[START SOURCE RECORDS]

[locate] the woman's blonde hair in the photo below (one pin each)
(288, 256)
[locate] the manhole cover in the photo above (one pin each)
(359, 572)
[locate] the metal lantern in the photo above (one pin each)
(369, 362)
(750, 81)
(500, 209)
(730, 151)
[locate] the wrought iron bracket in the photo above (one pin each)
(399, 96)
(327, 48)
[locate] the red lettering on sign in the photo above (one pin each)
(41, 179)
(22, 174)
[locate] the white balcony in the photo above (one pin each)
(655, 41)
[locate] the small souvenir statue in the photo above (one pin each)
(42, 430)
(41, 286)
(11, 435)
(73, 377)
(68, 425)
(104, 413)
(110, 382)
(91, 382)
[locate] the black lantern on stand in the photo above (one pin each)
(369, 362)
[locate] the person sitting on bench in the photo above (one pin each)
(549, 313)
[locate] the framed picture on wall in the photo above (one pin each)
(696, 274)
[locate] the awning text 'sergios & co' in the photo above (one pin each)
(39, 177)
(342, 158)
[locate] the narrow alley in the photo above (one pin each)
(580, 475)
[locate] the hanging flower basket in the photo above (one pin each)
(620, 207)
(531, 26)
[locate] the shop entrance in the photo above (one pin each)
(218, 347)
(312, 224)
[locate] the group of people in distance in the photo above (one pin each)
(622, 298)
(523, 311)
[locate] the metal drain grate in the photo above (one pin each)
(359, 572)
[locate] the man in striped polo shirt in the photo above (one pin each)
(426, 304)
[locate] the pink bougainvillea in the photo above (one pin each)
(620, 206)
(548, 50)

[END SOURCE RECORDS]
[START SOURCE RECORDS]

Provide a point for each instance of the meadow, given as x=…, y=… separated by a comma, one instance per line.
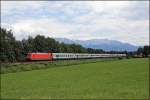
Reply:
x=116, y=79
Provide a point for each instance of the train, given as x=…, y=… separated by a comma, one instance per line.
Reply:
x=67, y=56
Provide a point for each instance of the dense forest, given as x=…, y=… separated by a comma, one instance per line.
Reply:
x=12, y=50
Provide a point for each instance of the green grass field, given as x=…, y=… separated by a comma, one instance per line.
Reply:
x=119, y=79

[END SOURCE RECORDS]

YOUR INSTRUCTIONS:
Output the data lines as a JSON list of strings, one string per line with blank lines omitted, starting at the line containing "Provide a point for each instance of the green" and ending at the line containing "x=119, y=79", both included.

SOLVED EXERCISE:
[
  "Provide a point for each instance of the green grass field, given as x=…, y=… separated by a comma, one instance per line.",
  "Reply:",
  "x=119, y=79"
]